DATASET ENTRIES:
((
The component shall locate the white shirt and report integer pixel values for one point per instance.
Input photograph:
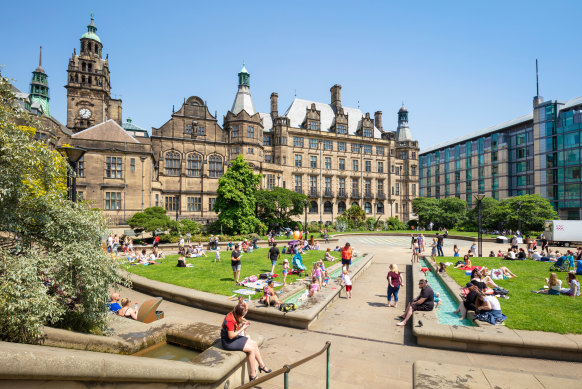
(495, 306)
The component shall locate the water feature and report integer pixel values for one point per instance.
(168, 351)
(445, 313)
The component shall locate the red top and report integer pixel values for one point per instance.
(347, 253)
(395, 279)
(230, 322)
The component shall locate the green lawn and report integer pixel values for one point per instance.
(208, 276)
(526, 310)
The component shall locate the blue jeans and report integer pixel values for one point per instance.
(393, 291)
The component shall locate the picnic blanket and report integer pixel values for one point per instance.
(260, 284)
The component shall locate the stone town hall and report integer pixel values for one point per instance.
(336, 155)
))
WHAT YOU WILL DO: All lines from the one that contains "The component shall locate the stone" to the last line above must be given again exactly, with both included and nothing added.

TASK OUTPUT:
The component shall locate the stone town hall and report integer pixel values for one point per instance.
(336, 155)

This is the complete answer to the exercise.